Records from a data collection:
--------------------------------------------------
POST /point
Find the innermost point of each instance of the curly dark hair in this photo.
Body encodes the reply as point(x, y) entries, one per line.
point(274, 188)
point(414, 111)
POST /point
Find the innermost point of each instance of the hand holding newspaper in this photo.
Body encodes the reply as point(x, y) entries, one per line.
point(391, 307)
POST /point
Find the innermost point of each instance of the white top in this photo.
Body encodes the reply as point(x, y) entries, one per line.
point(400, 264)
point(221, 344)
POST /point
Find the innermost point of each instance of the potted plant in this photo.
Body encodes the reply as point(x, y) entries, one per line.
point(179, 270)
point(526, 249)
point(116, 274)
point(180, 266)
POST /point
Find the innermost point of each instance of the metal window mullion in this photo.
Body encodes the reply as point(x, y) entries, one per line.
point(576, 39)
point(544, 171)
--------------------------------------------------
**Challenge**: Format the lines above as a numbered list, omitting any blank lines.

**Answer for this exercise**:
1. POST /point
2. Find the innermost point of each instance of the curly dark hair in this photo.
3. Body encodes the reply as point(x, y) entries, one per line.
4. point(274, 188)
5. point(414, 111)
6. POST /point
7. Find the innermost point of each instance of the hand holding newspaper in this photo.
8. Body encodes the reply as point(x, y) entries, one per line.
9. point(391, 307)
10. POST /point
11. Find the innermost point of each instance of the white top in this photo.
12. Body encodes the reply as point(x, y) entries, one per line.
13. point(400, 264)
14. point(221, 344)
15. POST /point
16. Find the innermost point of each instance of the potted plant in this photo.
17. Body encodes the reply as point(x, y) entries, one per line.
18. point(179, 270)
19. point(526, 249)
20. point(116, 274)
21. point(180, 266)
22. POST /point
23. Find the innermost point of each instance of the metal window mullion in this photo.
24. Body encodes the reply as point(x, y) entries, one per line.
25. point(576, 39)
26. point(544, 171)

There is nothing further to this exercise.